(Rows from a dataset)
◆ ◆ ◆

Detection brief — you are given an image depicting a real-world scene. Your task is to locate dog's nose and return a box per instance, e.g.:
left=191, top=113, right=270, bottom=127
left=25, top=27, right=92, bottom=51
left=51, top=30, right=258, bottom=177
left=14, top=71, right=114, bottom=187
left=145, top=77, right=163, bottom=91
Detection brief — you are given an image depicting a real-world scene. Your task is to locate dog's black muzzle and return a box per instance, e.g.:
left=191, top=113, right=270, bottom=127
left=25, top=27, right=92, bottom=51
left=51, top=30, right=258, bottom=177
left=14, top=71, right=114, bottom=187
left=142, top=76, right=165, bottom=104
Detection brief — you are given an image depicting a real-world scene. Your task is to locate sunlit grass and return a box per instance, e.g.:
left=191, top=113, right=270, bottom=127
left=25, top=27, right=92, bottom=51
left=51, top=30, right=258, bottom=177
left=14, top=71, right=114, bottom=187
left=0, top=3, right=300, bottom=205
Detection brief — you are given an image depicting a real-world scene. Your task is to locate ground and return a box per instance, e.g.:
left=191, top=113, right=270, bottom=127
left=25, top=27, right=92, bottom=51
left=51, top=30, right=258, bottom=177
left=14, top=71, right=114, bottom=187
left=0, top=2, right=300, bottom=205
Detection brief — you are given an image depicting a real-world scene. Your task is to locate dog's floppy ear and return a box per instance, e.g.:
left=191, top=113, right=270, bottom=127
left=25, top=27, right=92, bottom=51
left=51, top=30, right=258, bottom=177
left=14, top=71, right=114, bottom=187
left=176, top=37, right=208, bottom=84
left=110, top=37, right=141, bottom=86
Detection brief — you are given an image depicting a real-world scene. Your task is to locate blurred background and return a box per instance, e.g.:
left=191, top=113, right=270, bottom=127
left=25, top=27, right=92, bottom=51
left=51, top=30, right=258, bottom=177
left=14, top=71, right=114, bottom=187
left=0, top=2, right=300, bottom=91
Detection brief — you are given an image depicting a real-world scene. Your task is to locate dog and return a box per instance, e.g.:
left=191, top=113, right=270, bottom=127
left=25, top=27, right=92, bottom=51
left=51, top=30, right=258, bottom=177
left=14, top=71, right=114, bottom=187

◆ ◆ ◆

■ WORK TO BE COMPLETED ■
Format all of the rows above as a numbered list, one line per item, and omit any blank lines.

■ ANSWER TO THE PROBLEM ■
1. Detection brief — you are given an image depicting a real-world scene. Your task is to locate dog's nose and return a box per instance, e.g.:
2. left=191, top=113, right=270, bottom=127
3. left=25, top=27, right=92, bottom=51
4. left=51, top=30, right=258, bottom=177
5. left=14, top=71, right=114, bottom=187
6. left=145, top=77, right=163, bottom=91
7. Detection brief — you are given an image depicting a real-world scene. Your task is to locate dog's black muzzle and return a box per instance, e.g.:
8. left=191, top=113, right=270, bottom=127
9. left=25, top=27, right=92, bottom=51
10. left=51, top=30, right=258, bottom=177
11. left=14, top=71, right=114, bottom=187
12. left=142, top=76, right=165, bottom=104
13. Detection brief — you are given an image depicting a real-world scene. Your task is to locate sunlit grass and return a box per instance, e.g.:
14. left=191, top=113, right=270, bottom=127
15. left=25, top=27, right=92, bottom=51
16. left=51, top=30, right=258, bottom=177
17. left=14, top=71, right=114, bottom=187
18. left=0, top=3, right=300, bottom=205
19. Detection brief — you are given an image depicting a real-world scene. Your task is to locate ground and return a box per instance, e.g.:
20. left=191, top=113, right=270, bottom=127
21. left=25, top=27, right=92, bottom=51
22. left=51, top=30, right=258, bottom=177
23. left=14, top=71, right=114, bottom=187
24. left=0, top=2, right=300, bottom=205
25. Detection brief — you are given an image depicting a real-world scene. Your task is to locate dog's floppy ear and return a box per instance, e.g.:
26. left=191, top=113, right=270, bottom=127
27. left=25, top=27, right=92, bottom=51
28. left=51, top=30, right=258, bottom=177
29. left=14, top=71, right=114, bottom=187
30. left=176, top=37, right=208, bottom=84
31. left=110, top=37, right=141, bottom=86
32. Detection brief — you are given an image depicting a real-world scene. Your task is to locate blurred background and return a box per instance, e.g.:
33. left=191, top=113, right=270, bottom=127
34. left=25, top=27, right=92, bottom=51
35. left=51, top=30, right=258, bottom=177
36. left=14, top=71, right=114, bottom=187
37. left=0, top=2, right=300, bottom=91
38. Detection brief — you are given an image depicting a real-world scene. Your task is to locate dog and return a box per instance, e.g.:
39. left=191, top=113, right=270, bottom=127
40. left=25, top=27, right=92, bottom=51
41. left=51, top=30, right=258, bottom=177
42. left=14, top=71, right=114, bottom=187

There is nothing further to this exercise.